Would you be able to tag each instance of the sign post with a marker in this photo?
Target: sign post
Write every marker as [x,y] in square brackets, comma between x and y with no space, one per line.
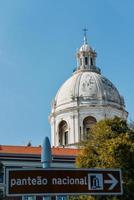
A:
[46,157]
[47,182]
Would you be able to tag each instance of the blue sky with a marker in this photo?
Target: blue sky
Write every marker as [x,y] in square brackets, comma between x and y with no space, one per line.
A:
[38,41]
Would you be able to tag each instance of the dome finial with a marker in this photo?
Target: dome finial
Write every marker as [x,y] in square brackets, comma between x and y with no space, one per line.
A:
[85,35]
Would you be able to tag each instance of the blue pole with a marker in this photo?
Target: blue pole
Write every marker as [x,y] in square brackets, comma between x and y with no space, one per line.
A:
[46,157]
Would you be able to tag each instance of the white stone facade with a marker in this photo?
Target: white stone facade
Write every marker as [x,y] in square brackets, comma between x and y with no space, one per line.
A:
[86,97]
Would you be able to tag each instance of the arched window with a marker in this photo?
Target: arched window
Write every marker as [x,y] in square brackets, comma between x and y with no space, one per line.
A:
[88,122]
[63,133]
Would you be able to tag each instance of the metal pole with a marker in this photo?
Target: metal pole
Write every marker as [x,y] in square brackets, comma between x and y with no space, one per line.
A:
[46,158]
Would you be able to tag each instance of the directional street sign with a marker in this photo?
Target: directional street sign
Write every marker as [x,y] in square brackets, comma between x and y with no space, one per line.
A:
[63,182]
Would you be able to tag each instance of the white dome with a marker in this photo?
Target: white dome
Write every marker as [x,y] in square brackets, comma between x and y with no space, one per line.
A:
[89,87]
[83,99]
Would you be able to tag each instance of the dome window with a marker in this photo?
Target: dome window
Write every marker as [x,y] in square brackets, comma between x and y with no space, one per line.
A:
[63,133]
[91,61]
[88,122]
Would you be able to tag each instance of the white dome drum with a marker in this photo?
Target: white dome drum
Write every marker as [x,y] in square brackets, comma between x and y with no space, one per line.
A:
[86,97]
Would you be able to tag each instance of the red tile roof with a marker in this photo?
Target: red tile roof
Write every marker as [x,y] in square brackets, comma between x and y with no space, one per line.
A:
[5,149]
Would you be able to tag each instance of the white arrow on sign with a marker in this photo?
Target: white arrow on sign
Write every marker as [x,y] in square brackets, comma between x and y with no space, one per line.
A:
[113,181]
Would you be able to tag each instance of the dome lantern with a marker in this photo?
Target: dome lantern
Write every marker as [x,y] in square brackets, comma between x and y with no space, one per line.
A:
[86,57]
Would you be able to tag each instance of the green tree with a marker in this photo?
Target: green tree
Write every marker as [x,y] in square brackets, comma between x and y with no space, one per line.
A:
[110,144]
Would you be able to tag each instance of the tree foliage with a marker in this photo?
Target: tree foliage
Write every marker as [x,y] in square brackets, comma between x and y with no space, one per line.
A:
[110,144]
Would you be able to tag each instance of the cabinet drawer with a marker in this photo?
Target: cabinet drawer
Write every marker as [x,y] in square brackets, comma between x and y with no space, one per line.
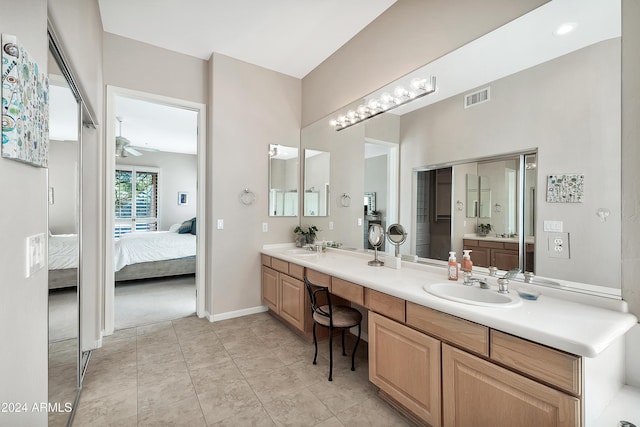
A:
[318,278]
[386,305]
[296,271]
[490,244]
[512,246]
[347,290]
[466,334]
[281,266]
[552,366]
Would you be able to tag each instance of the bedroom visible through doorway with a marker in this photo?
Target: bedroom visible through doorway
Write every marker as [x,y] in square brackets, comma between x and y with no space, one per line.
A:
[154,210]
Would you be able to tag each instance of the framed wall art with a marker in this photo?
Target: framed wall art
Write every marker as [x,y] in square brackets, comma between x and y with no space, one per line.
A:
[25,106]
[565,188]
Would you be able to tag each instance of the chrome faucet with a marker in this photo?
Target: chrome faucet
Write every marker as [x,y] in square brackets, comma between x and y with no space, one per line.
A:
[470,281]
[503,282]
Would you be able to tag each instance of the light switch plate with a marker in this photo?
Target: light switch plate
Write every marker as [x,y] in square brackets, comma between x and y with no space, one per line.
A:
[558,245]
[552,226]
[35,253]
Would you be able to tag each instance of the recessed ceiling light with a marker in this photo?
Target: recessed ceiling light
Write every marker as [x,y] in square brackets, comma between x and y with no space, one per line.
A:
[565,28]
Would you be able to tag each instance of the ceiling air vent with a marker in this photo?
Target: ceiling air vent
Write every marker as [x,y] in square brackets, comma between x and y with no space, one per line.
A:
[475,98]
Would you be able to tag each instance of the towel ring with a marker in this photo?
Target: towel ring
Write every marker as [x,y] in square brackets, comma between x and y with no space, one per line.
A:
[247,197]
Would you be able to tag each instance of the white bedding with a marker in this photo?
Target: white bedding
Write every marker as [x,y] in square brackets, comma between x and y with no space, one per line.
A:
[131,248]
[139,247]
[63,251]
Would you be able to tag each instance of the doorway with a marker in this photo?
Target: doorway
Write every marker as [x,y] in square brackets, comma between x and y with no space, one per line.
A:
[157,194]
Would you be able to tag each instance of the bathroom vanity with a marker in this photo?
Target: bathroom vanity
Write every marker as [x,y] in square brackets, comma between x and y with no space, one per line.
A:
[548,362]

#####

* [WHAT TO WORK ON]:
Print all of the records above again word for word, and leave the pictures out.

* [WRITTEN ANSWER]:
Would you be able to tag each instance of the sign post with a marker in this photo?
Target: sign post
Write every marker as [x,y] in square brackets, comma between x and y with no space, one per line.
A:
[46,157]
[47,182]
Would you be able to tag each instance of the blue sky with a marker in this photo?
Target: blue sky
Write every marker as [x,y] in square brackets, comma between x and y with no space, one per line.
A:
[38,41]
Would you be able to tag each instance of the dome finial with a marker in this photo?
Target: dome finial
Write every marker as [x,y] in square brackets, comma between x and y with no space, one per line.
A:
[85,35]
Would you be able to tag each instance of the blue pole with a marker in this photo?
Target: blue pole
Write every marker as [x,y] in square brackets, comma between x and y with no space, one per line.
A:
[46,157]
Would you be able to tag each instance of the white stone facade with a marker in this photo?
Target: white stone facade
Write every marker as [x,y] in square brackets, comma between x and y with no space, one per line.
A:
[86,97]
Would you be able to tag each instance of the arched window with a marker in this photo?
Target: arched window
Write every marker as [x,y] in square brackets, comma between x and y with no space, one per line.
A:
[88,122]
[63,133]
Would you be able to tag each instance of the metal pole with a marker in this photo?
Target: metal pole
Write every marker as [x,y] in square brackets, comma between x and y with no space, one per line.
A:
[46,158]
Would you be able to tag each instance of the directional street sign with a marker in this photo?
Target: directional street sign
Write every marker as [x,y] in square brackets, comma between x and y with no space, one per line.
A:
[63,182]
Would you be able to tag each instance of the white dome with a marker in this photo?
Target: white dome
Write every marker as [x,y] in square brackets, comma between x and y with no space, one per line.
A:
[89,87]
[83,99]
Would you be able to tag each instance of the dome window with a marker in this photo?
Target: dome window
Write every marker as [x,y] in square brackets, comma between x and y with no space, one per line.
A:
[63,133]
[91,61]
[88,122]
Would you be able to tag each instance of the white dome drum with a marker in this photo?
Target: white dome drum
Write every marker as [x,y] in square brackets, comma between x and y with no space, one per line.
A:
[86,97]
Would you be able to tag each instance of the red tile roof with a marker in this photo?
Target: red tile roof
Write every marker as [x,y] in square brackets, comma between x and y with no space, one per line.
A:
[5,149]
Would you be able to tag each instance of the white arrow on sign with a marker in this photo?
Target: white arrow on sign
Write every marker as [x,y] in square brackets, comma between x and y with no space, one per line.
A:
[113,181]
Would you be able to tag each instance of the dome lantern with a marker in this photo?
Target: dome lantern
Write every marker as [x,y] in square brackets, comma between x and y with no space, one per line.
A:
[86,57]
Would you be able to tag each instance of the green tree with a marker in this photo?
Target: green tree
Write every marker as [x,y] in square brackets, comma between x and y with no space, one per line.
A:
[110,144]
Would you be able to tag each instance of the tree foliage with a marker in this photo?
Target: tree foliage
Write every marker as [x,y] in square brackets, comma between x and y with no space, one per line.
A:
[110,144]
Would you be able to tag each instance of the cabinet drawer with a marker in this photo?
Target: cabinet drawer
Write every marker as [x,y] in square brackets, comma between x and y with no space, one per line.
A:
[318,278]
[386,305]
[296,271]
[490,244]
[512,246]
[347,290]
[466,334]
[281,266]
[552,366]
Would you be able to tag each instance of the bedroom visible through doorway with a marker in this photo?
Target: bedroom visible through doorway
Write every marker as [x,y] in square brackets, comma between x and y with no space, one per line.
A:
[154,210]
Would you be able to tag each instance of the framed wall art with a marker in this photo?
Target: framed wall art
Write every marker as [x,y] in square brackets, comma between x and y with no space, one per line.
A:
[25,106]
[565,188]
Would you be able to tag each instance of the chrome faucet with a marker in this photo?
Target: chrome faucet
Write every marker as [x,y] in square brackets, comma between x and y with no space, one per line.
A:
[470,281]
[503,282]
Would you be able to tag each instance of the light switch plate with a marker in this photo?
Target: light switch plate
Write every marker as [x,y] in square brackets, comma between x and y with no space, one per line.
A:
[558,245]
[552,226]
[35,253]
Would you be able to tag each instance of the recessed ceiling light with a marker in this photo?
Target: recessed ceiling light
Write every marker as [x,y] in square brackets, comma between x and y with no space, one per line.
A:
[565,28]
Would you be able to tag each instance of the ceiling air vent with a marker in this photo?
Target: ceiling air vent
Write every marker as [x,y] in square brackets, comma between x and y with no space, one per line.
A:
[475,98]
Would you be able to tag each instance of the towel ring with a marker in this photo?
Target: towel ring
Write every marker as [x,y] in square brackets, comma between x and y with no space, one per line.
A:
[247,197]
Would you be able to tag each instance of the white bedding with a marker in this photo?
Target: white bedding
Write every marker as [x,y] in square brackets, comma between x and y with no space, one per line.
A:
[131,248]
[139,247]
[63,251]
Would you be able to tag each instance of the doorway with a marker in this photo?
Target: doorway
Write every marker as [x,y] in square brackets, comma between x and y with no space, one per line.
A:
[157,194]
Would you be able to tag each instance of the bathroom vanity with a marker in this photo?
Target: bathroom vanity
Write every marker as [x,y] in square brackets, comma between x and y with no space, one per line.
A:
[548,362]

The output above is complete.